Goal of the exercise — Restate the entries below exactly, and keep all images out of the answer.

▶

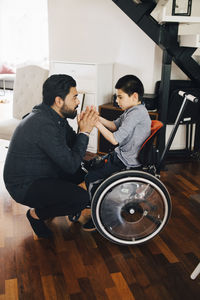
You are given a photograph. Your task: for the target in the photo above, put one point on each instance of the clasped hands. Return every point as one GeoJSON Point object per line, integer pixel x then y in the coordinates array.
{"type": "Point", "coordinates": [88, 119]}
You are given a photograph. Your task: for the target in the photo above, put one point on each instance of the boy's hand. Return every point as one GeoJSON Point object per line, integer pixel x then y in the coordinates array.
{"type": "Point", "coordinates": [87, 120]}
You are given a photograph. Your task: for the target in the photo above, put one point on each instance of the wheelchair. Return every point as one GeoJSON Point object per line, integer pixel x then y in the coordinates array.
{"type": "Point", "coordinates": [132, 206]}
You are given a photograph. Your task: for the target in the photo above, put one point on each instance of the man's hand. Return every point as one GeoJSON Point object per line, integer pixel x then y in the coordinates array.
{"type": "Point", "coordinates": [87, 119]}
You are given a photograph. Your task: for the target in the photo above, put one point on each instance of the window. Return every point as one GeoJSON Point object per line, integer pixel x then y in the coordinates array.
{"type": "Point", "coordinates": [24, 32]}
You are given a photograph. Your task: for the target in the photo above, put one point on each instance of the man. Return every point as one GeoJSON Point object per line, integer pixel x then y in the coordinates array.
{"type": "Point", "coordinates": [42, 167]}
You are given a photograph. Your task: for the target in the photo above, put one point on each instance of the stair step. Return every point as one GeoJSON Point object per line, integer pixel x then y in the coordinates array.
{"type": "Point", "coordinates": [189, 40]}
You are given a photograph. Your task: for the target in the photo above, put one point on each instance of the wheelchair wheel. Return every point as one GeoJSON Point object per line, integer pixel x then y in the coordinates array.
{"type": "Point", "coordinates": [131, 207]}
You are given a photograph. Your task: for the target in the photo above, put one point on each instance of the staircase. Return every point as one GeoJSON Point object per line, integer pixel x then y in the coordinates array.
{"type": "Point", "coordinates": [165, 35]}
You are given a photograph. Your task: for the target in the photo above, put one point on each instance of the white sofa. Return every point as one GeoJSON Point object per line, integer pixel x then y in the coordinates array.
{"type": "Point", "coordinates": [27, 93]}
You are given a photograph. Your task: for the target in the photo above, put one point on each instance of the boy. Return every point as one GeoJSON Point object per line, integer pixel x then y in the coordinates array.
{"type": "Point", "coordinates": [127, 133]}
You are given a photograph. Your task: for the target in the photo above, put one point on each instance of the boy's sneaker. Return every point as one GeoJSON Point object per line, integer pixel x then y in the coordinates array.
{"type": "Point", "coordinates": [89, 226]}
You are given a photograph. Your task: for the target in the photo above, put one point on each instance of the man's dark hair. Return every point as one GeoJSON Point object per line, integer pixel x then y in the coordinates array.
{"type": "Point", "coordinates": [57, 85]}
{"type": "Point", "coordinates": [130, 84]}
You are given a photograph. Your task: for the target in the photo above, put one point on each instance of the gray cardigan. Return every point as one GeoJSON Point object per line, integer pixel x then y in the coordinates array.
{"type": "Point", "coordinates": [42, 146]}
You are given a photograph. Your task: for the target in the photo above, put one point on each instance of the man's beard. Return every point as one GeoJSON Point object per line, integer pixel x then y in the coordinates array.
{"type": "Point", "coordinates": [68, 113]}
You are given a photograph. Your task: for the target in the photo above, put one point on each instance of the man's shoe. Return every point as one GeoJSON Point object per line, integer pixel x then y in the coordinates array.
{"type": "Point", "coordinates": [89, 226]}
{"type": "Point", "coordinates": [39, 227]}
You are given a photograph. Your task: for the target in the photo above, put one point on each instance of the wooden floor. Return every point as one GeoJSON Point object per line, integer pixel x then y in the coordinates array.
{"type": "Point", "coordinates": [80, 265]}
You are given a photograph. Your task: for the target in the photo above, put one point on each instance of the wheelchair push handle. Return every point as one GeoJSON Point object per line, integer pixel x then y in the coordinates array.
{"type": "Point", "coordinates": [188, 96]}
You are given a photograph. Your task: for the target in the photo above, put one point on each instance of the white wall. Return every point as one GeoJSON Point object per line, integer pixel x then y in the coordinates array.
{"type": "Point", "coordinates": [98, 31]}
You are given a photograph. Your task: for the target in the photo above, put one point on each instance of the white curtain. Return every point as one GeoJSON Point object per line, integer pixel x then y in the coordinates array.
{"type": "Point", "coordinates": [24, 32]}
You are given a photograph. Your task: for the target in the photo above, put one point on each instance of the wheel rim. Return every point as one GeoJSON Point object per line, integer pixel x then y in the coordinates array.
{"type": "Point", "coordinates": [131, 210]}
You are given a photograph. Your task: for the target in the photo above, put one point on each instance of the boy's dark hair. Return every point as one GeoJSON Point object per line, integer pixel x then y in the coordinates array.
{"type": "Point", "coordinates": [57, 85]}
{"type": "Point", "coordinates": [130, 84]}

◀

Result of the task —
You are given a photograph. Your task: for the target in the photo above, put one point on each instance of the clasped hands. Return every point as one GeoJSON Point object per line, integer pixel x then y in the coordinates array.
{"type": "Point", "coordinates": [88, 119]}
You are given a photograph. Your task: for the target in the photo above, put one point on each instance of the boy's hand. Return every point as one GeoJSON Point object per line, integer pixel x then y in the coordinates array.
{"type": "Point", "coordinates": [87, 120]}
You are given a photograph. Your task: for the target in the photo above, put one point on each instance of the wheelchair. Return every point as one GeoJSON Point object per line, integer pixel x then y in the coordinates array.
{"type": "Point", "coordinates": [132, 206]}
You are given a photograph. Your task: for the target in the photo above, put one point on each instance of the man's hand. Return every point as one GeoJSON Point object per line, integer pixel x then y in the coordinates array.
{"type": "Point", "coordinates": [87, 119]}
You are given a photograph. Your task: for the target in the photo above, put one point on each instance of the window. Return every point as one GeoJSON Point object per line, integer pixel x then y in the coordinates array.
{"type": "Point", "coordinates": [24, 32]}
You are given a photograph. Your task: for the target in the photo above, put one point on each instance of the man. Return every point as one GeoJSON Point object per line, integer pixel x then y in the coordinates array.
{"type": "Point", "coordinates": [42, 167]}
You are given a photograph. Your task: for the target in the photo above, put one point on each instance of the stair step. Return every point as one GeoJSON Point object per line, integer pixel x then y in the coordinates array.
{"type": "Point", "coordinates": [189, 40]}
You are given a photograph. Your task: for the target in the photo above, put one point on each instance of the wheelchair wheel. Return every point as one GeoJSON Point object per line, integer pixel x then y in the coordinates array.
{"type": "Point", "coordinates": [131, 207]}
You are given a photograph. Your task: for the target in the photo above, put one point on each instance of the staircase. Return every point as one GeoJSON Point object per line, integer pixel x then y in the coordinates array.
{"type": "Point", "coordinates": [165, 35]}
You are given a photograph. Your task: for the target in the photo above, put one point on each instance of the white sofa. Return every point as one GeoJSON Point object per line, integer pixel x then y in the coordinates array.
{"type": "Point", "coordinates": [27, 93]}
You are given a photograph. Your task: for the target in the photo above, put one point on each instance of the boy. Return every point as one GeoJSON Point object per line, integer pixel x then y in the coordinates array.
{"type": "Point", "coordinates": [127, 133]}
You are given a photograph. Your task: for the target in the photo above, put one point on each instance of the boy's sneaker. Return every point as one GeoJSON Point object per line, integer pixel x then y in the coordinates array.
{"type": "Point", "coordinates": [89, 226]}
You are given a photograph. Your task: for the target in the photo above, put one point on each instance of the man's dark hair. Return every point as one GeoJSON Point object per line, integer pixel x then y in the coordinates array.
{"type": "Point", "coordinates": [57, 85]}
{"type": "Point", "coordinates": [130, 84]}
You are given a photograph. Your task: for the target in the photo above, put one point on each instance of the gray cardigan. Return every point as one GeoJSON Point object per line, integer pixel x then y in the coordinates array.
{"type": "Point", "coordinates": [42, 146]}
You are given a photograph. Your task: for the target in the photo above, put one point on each instance of the man's beard. Return every point as one GeoJSON Point object per line, integer pixel x then y in the coordinates array.
{"type": "Point", "coordinates": [68, 113]}
You are given a photograph. Your task: for the target in the photo above, put one point on each instance of the man's shoe. Return every point as one GeoJSON Point object per line, integer pixel x then y in the coordinates array.
{"type": "Point", "coordinates": [89, 226]}
{"type": "Point", "coordinates": [39, 227]}
You are given a photograph. Your task: for the target in the photo above, put one point on each instance of the wooden floor. Return every point as one GeoJSON Point object per line, integer pixel x then y in the coordinates array.
{"type": "Point", "coordinates": [80, 265]}
You are given a photograph. Your task: for the target in the photo above, put one point on each instance of the wheelchair push handle. Return every point as one GeoJSON Point object per line, integer pixel x then y in the coordinates array.
{"type": "Point", "coordinates": [188, 96]}
You are given a photograph. Your task: for the target in the photo above, put one point on each instance of the white wall. Return every point as one GeoJSON Point object per line, integer pixel x then y in the coordinates array.
{"type": "Point", "coordinates": [98, 31]}
You are given a photograph. Your task: for the target in the photo above, put one point on each instance of the white curtain. Return every point as one GeoJSON Point object per line, integer pixel x then y in the coordinates array.
{"type": "Point", "coordinates": [24, 32]}
You are given a photograph. Your task: for the target in the photo above, put one point on each instance of the wheel rim. Return every point as one GeoJSON Point object per line, integer pixel x then y in the coordinates array.
{"type": "Point", "coordinates": [131, 210]}
You are given a photograph. Your task: for the target in the photo above, put one point on each instance of the boy's dark hair. Return every point as one GeoJSON Point object per line, integer pixel x then y in the coordinates array.
{"type": "Point", "coordinates": [57, 85]}
{"type": "Point", "coordinates": [130, 84]}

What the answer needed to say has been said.